Task input:
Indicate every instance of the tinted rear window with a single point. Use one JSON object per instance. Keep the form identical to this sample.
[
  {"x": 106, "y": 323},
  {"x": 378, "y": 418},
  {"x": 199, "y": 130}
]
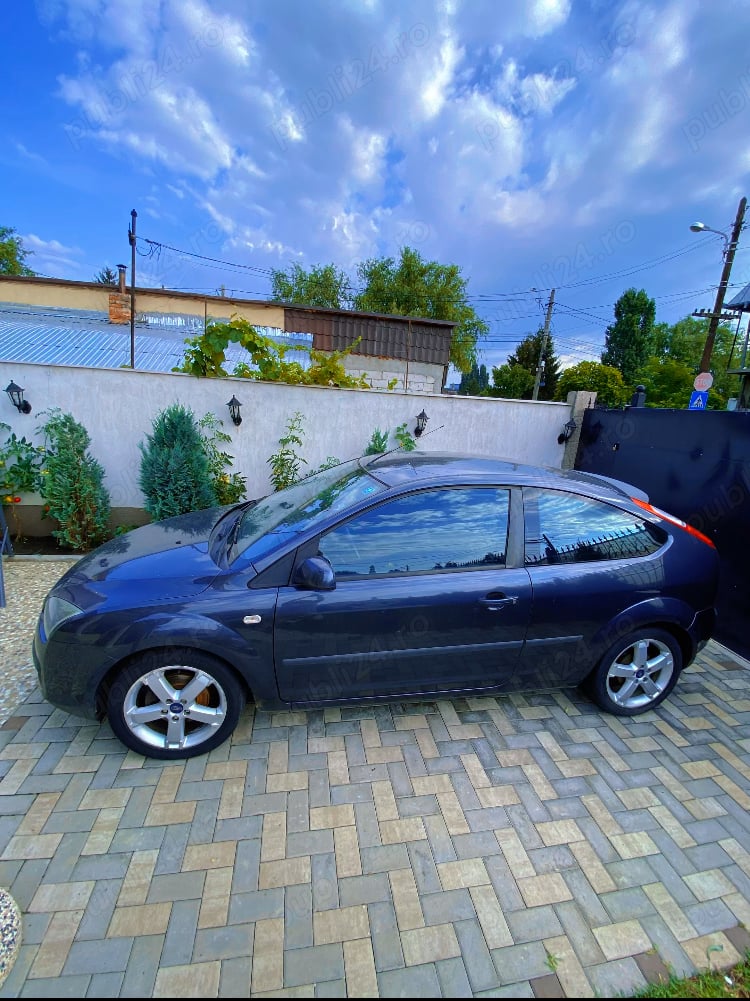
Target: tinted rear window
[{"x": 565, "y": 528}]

What is asked: Give the data above as a JSON list of strings, one string per line, with blank lines omitted and the pictures left out.

Solution for this task:
[
  "Indicate every instance of the tinted rear window with a single point. Use one JSON object per instance. Keep the form identical to this sample.",
  "[",
  "  {\"x\": 106, \"y\": 323},",
  "  {\"x\": 378, \"y\": 418},",
  "  {\"x\": 199, \"y\": 130}",
  "]",
  "Target: tinted rear window",
  "[{\"x\": 565, \"y\": 528}]"
]